Start SOURCE DATA

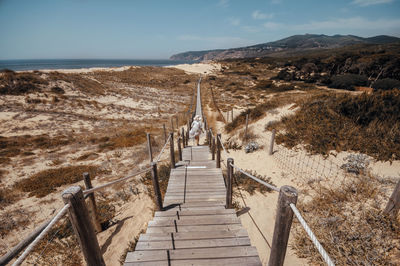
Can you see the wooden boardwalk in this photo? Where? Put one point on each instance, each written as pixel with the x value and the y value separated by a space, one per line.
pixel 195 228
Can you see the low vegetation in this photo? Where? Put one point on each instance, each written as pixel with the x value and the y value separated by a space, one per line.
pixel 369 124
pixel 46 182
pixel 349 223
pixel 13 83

End SOURCE DATA
Start SOURCE DATA

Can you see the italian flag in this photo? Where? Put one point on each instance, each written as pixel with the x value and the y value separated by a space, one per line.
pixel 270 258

End SOURCE DATA

_WHAT IS ASKED_. Express everything from the line containing "Can you see the low" down to the line containing "pixel 13 83" as a two-column CSV with the headers input and output, giving each record one row, with its text under input and its answer under output. Put each field in double quotes and replace line breaks with spaces.

_SOLUTION_.
input,output
"Can you see the low vegetation in this photo? Where? Put one point on each instance, each written as pixel with the x value and the y value separated by a space, one per line.","pixel 369 124 pixel 46 182 pixel 349 223 pixel 13 83"